(Records from a dataset)
———
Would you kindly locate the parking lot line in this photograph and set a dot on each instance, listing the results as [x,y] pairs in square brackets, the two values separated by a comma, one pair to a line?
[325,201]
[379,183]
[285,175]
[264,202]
———
▶ [Directive]
Copy every line of the records above word for word, without changing a single character.

▶ [Answer to the problem]
Would you kindly locate the parking lot line in this photograph and set a dot on each instance, listing the results as [x,y] pairs in square brackets, the two values separated by a comma, one pair to a line?
[325,201]
[379,183]
[285,175]
[264,202]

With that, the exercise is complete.